- _REQUIRED TASK_: Give the lines between the one containing "wall, one point per instance." and the one containing "[[130, 158], [34, 144], [30, 127]]", inclusive, as a Markdown table with the columns No. and Text, one numbered row per line, skipping blank lines. Leave the pictures out.

- _SUPPLIED DATA_:
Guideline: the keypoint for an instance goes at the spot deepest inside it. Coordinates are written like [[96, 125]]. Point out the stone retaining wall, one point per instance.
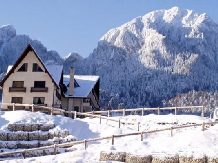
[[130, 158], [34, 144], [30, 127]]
--
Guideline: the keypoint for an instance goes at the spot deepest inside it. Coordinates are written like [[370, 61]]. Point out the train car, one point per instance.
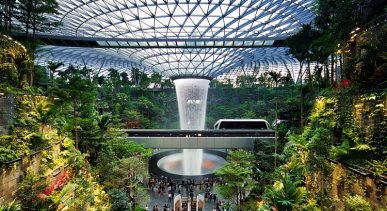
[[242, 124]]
---
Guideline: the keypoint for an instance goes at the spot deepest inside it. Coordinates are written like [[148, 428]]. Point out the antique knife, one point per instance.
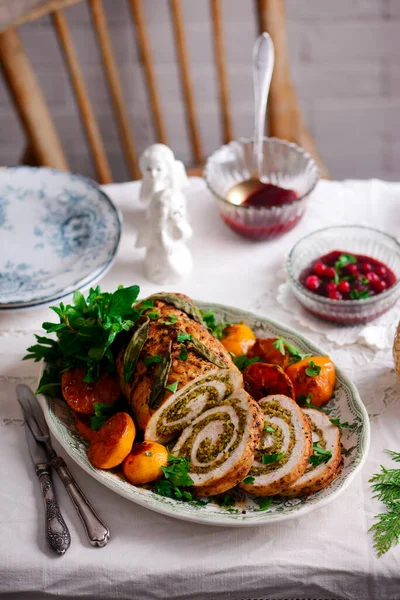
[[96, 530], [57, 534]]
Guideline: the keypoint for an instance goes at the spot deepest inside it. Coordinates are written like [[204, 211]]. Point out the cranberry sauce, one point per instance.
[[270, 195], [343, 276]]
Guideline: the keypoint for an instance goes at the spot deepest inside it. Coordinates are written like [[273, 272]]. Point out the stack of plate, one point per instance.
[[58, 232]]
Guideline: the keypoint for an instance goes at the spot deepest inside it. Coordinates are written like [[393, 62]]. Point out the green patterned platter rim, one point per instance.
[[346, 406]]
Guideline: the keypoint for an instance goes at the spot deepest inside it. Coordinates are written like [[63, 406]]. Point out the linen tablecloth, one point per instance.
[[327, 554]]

- _TASK RESULT_:
| No. | Text |
|---|---|
| 1 | Guideline: the keypoint for an instance goes at the spot deepest inside it. Coordinates are written like [[96, 125]]. Point out the stone retaining wall, one point per instance. |
| 2 | [[130, 158], [34, 144], [30, 127]] |